* [REQUIRED ACTION]:
The records below need to be repeated exactly, though not their pictures.

#### INPUT FOR THIS TASK ####

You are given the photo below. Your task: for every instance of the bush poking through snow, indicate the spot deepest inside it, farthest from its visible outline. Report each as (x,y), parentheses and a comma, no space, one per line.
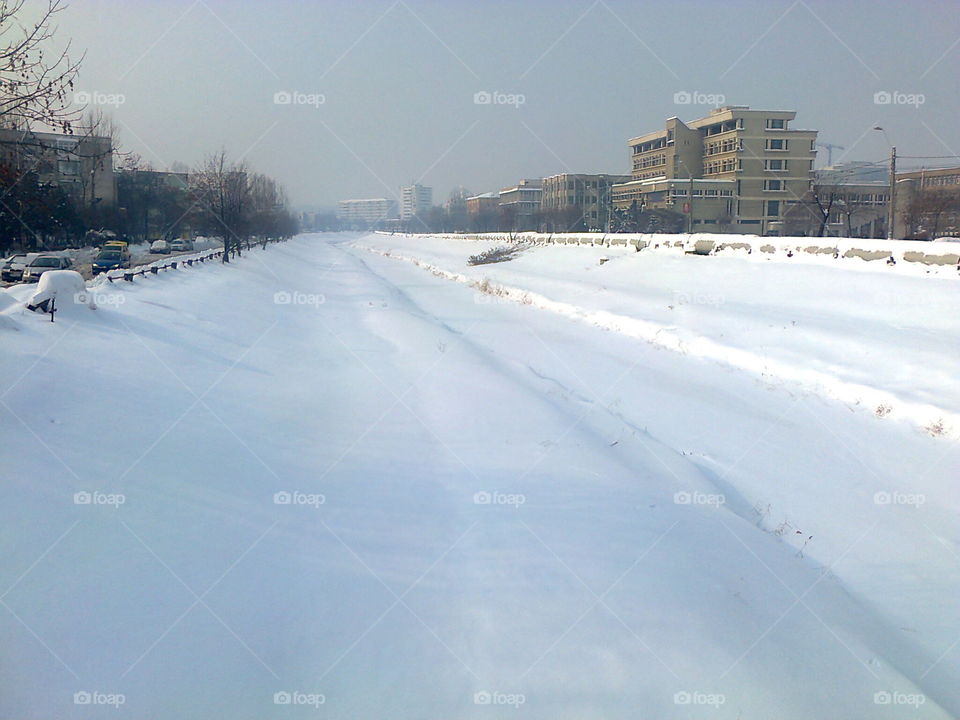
(501,253)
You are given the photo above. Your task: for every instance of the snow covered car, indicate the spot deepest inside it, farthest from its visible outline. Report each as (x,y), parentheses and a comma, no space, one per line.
(117,246)
(12,270)
(110,258)
(41,264)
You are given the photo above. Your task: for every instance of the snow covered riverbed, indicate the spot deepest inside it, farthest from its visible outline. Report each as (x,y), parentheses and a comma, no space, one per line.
(325,475)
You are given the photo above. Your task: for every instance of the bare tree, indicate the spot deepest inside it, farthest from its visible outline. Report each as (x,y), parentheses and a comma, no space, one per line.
(221,193)
(34,87)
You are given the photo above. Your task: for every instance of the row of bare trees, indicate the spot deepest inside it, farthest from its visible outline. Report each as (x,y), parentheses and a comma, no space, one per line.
(220,197)
(242,206)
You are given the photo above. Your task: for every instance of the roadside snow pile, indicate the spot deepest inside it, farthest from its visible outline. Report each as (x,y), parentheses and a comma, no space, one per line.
(63,287)
(942,257)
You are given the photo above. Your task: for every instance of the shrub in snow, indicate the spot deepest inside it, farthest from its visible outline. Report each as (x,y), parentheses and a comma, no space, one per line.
(65,287)
(501,253)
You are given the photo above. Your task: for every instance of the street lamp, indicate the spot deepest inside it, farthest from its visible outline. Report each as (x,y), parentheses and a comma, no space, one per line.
(892,210)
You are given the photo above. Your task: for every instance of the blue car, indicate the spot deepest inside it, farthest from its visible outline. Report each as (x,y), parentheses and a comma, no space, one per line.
(108,260)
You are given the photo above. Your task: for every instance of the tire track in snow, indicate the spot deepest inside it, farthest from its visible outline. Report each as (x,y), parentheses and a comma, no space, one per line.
(931,419)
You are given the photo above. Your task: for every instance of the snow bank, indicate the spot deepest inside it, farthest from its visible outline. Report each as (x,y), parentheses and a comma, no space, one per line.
(945,253)
(837,350)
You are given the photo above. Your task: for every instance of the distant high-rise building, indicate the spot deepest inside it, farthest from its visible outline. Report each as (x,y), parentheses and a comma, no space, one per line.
(415,200)
(366,210)
(520,203)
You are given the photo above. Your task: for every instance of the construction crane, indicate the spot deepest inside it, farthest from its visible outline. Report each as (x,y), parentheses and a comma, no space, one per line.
(830,147)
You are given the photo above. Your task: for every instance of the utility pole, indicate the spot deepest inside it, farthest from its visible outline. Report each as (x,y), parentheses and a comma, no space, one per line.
(892,215)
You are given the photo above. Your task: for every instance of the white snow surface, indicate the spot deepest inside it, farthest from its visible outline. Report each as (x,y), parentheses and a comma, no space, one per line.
(324,473)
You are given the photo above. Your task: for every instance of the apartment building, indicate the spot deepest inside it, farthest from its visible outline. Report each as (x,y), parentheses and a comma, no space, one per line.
(483,203)
(574,199)
(80,164)
(366,211)
(520,204)
(737,169)
(415,200)
(928,203)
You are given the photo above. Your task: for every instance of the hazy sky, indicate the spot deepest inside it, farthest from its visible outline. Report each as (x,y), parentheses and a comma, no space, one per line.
(398,81)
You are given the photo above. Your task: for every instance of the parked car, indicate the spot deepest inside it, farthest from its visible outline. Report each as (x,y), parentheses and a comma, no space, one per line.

####

* [COMPLETED EXERCISE]:
You are given the photo below. Your task: for every instance of the bush poking through snow, indicate the spot deepest inside it, farthest from its visible outline. Report each as (x,y), parentheses and a comma, no space, one per line.
(501,253)
You are given the photo above. Your task: for every instance of the snow covered car, indicate the spot deepest inside it, farthest from its visible outline. Report each as (x,y), parentheses and a comma, no space, one per line.
(117,246)
(12,270)
(110,258)
(41,264)
You are given the photo above. Your task: for every instance of the snow covered riverbed, indicate the spot deepest inside it, farthest from its visible outline. Report each as (x,y), parentheses and a comma, no space, one per line.
(325,475)
You are given the photo above. Your task: for every instance of the bare tree, indicate the spot deepest inside it, farthest from its visible outline. Report each as (x,y), parentheses and a comma, no space, one per line.
(221,193)
(34,87)
You are given the photo above. Your task: for every instance of the row of bare trees, indicate the spot deepest inside it, farthest from its visible outline. Report each as (x,y), parentheses and a comma, no space, one per line.
(220,197)
(242,206)
You are given the photo above. Your task: for every instance of the roadside snow pile, indicate the spot deepest inside it, farthest from its visible outline. Report each as (x,y), parentheses and a comma, no space, one per line.
(63,287)
(942,257)
You are given the photo above. Your task: for every instance of the shrub in snow, indicate the spot deepest inside it, farthest from its visible outline. Report each as (x,y), parentheses and a comma, no space, one per line.
(65,287)
(501,253)
You are given the photo above. Your task: for every instance of the street lamp, indicate the spot deepest inside it, farthest from its visible outline. Report each as (x,y), parentheses and a comma, no space, one per line.
(892,210)
You are given the photo above. Your task: for every instance of the blue car, indicate the spot deepest inside it, farthest from its visible outline. Report each as (x,y), parentheses and a comma, no space, one per line.
(108,260)
You are given the photo above. Your task: for every instance of the tire track in snow, indicate the spot deepest inside it, farthest from its visible outline. Report each as (x,y), parentheses and a comma, no space, one per line.
(931,419)
You are given the photo above. Your task: for every instance of the snow bank, indicate the spot deepest inside it, farthest from its visible outline. Report each as (x,y), parentheses and a comma, no space, one per line.
(945,253)
(837,350)
You are given the photo above. Your task: for every instance of the distant high-rise building, indicate the spot deepest inside it, farthest from its visible outline. Report each as (x,y), parentheses and a comma, no space, one per line.
(415,200)
(366,210)
(520,203)
You are given the photo above. Your task: for every instance of the construction crane, indicate the spot deepest inside it, farthest from its visible outline. Report each as (x,y), parentheses and a comma, no space, one per line.
(830,147)
You are given the photo above. Your task: for every instance of the utility pole, indicate the spot deepest inside it, farthest from its visible outline. Report each as (x,y), parentheses and a comma, no space, one per line.
(892,215)
You are given the photo above. Your task: for every instance of the white snow surface, indicate the spot deepest inside it, farthest from its visible outline. Report each as (x,y), parentheses and a comma, no space, one per line.
(324,473)
You are given the photo above. Your task: for every instance of the apartment building, indicate the spot deepest inside it, farthest from its visible outline. Report each as (x,y), parentheses and a comma, no space, one per line.
(483,203)
(574,199)
(80,164)
(366,211)
(520,204)
(737,169)
(415,200)
(928,203)
You are given the photo above. Your task: for every instance of the hazy sky, indicate the spot deepest inside it, farthest from its visible outline. Report each as (x,y), parentheses and a comma, no space, one per line.
(398,81)
You are given the photo above. Your task: for every instance of the parked car, indicate the spot deepest inside it, farthest from its visible outline. Report each as (x,y), parentheses and a comma, no space, one per line.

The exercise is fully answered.